→ What is required
Substitute "worked example" for every occurrence of "sample run" throughout the records below, and reproduce them with everything else unchanged.

** begin **

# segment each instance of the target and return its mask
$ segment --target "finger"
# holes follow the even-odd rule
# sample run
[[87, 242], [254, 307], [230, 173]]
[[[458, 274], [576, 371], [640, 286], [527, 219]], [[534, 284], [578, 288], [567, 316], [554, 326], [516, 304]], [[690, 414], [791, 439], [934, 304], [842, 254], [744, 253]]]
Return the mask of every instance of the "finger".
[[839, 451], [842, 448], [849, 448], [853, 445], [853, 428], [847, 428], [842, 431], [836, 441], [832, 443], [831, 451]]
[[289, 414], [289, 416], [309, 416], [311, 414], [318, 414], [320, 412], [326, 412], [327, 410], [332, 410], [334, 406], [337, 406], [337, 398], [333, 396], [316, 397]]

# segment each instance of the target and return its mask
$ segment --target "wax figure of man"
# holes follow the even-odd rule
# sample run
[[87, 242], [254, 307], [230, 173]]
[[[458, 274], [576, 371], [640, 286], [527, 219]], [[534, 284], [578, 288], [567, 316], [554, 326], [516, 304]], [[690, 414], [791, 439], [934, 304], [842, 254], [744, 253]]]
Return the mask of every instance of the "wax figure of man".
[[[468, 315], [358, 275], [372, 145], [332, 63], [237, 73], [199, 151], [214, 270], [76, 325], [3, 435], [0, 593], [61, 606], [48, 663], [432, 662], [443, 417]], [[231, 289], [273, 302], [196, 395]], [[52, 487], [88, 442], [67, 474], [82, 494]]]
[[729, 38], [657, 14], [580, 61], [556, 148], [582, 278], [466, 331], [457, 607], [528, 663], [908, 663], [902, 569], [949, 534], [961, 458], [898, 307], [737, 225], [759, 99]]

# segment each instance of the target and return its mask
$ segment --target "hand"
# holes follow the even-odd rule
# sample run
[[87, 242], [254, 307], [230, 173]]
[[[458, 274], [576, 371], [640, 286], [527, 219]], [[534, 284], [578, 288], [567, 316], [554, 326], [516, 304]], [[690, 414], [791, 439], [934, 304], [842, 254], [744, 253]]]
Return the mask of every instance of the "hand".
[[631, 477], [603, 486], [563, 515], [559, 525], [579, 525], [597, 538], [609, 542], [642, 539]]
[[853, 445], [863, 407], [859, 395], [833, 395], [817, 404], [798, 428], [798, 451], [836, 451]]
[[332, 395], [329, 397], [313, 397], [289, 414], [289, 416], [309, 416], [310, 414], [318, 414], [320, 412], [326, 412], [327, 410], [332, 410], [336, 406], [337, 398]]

** end **

→ Response below
# segment each instance of the target and return its mask
$ segment --target "finger"
# holes follow the even-odd rule
# worked example
[[87, 242], [254, 307], [230, 173]]
[[[458, 274], [576, 371], [640, 286], [527, 219]], [[534, 284], [578, 288], [567, 316], [554, 326], [516, 304]], [[690, 414], [791, 439], [934, 304], [842, 254], [744, 253]]]
Return the mask of every instance of the "finger".
[[839, 451], [842, 448], [849, 448], [853, 445], [853, 428], [847, 428], [842, 431], [836, 441], [832, 443], [831, 451]]
[[289, 414], [289, 416], [309, 416], [311, 414], [318, 414], [320, 412], [326, 412], [327, 410], [332, 410], [334, 406], [337, 406], [337, 398], [333, 396], [316, 397]]

# segment each instance of the target and return its mask
$ segment --target "wax figure of man"
# holes follow the even-odd rule
# worked example
[[87, 242], [254, 307], [230, 173]]
[[[458, 274], [576, 371], [640, 286], [527, 219]], [[534, 284], [578, 288], [567, 316], [554, 326], [516, 304]], [[690, 414], [791, 439], [934, 304], [842, 254], [744, 253]]]
Return the mask of every instance of the "wax figure of man".
[[[468, 315], [358, 275], [372, 145], [332, 63], [237, 73], [199, 151], [214, 270], [76, 325], [3, 435], [0, 593], [61, 606], [48, 663], [432, 662], [443, 417]], [[231, 289], [273, 302], [196, 395]], [[52, 487], [88, 442], [67, 474], [82, 494]]]
[[729, 38], [657, 14], [580, 61], [556, 148], [582, 278], [466, 331], [457, 607], [528, 663], [908, 663], [902, 569], [949, 534], [961, 458], [898, 307], [737, 225], [759, 99]]

# segment each instance of the target and return its mask
$ segment --target "hand"
# holes follow the even-odd rule
# worked example
[[87, 242], [254, 307], [230, 173]]
[[[458, 274], [576, 371], [640, 286], [527, 219]], [[534, 284], [578, 288], [567, 316], [554, 326], [516, 304]], [[690, 414], [791, 439], [934, 304], [842, 254], [744, 253]]]
Return the mask of every instance of the "hand".
[[631, 477], [603, 486], [563, 515], [559, 525], [579, 525], [597, 538], [609, 542], [642, 539]]
[[853, 445], [863, 407], [859, 395], [833, 395], [817, 404], [798, 428], [798, 451], [836, 451]]
[[332, 395], [329, 397], [313, 397], [289, 414], [289, 416], [309, 416], [310, 414], [318, 414], [320, 412], [326, 412], [327, 410], [332, 410], [336, 406], [337, 398]]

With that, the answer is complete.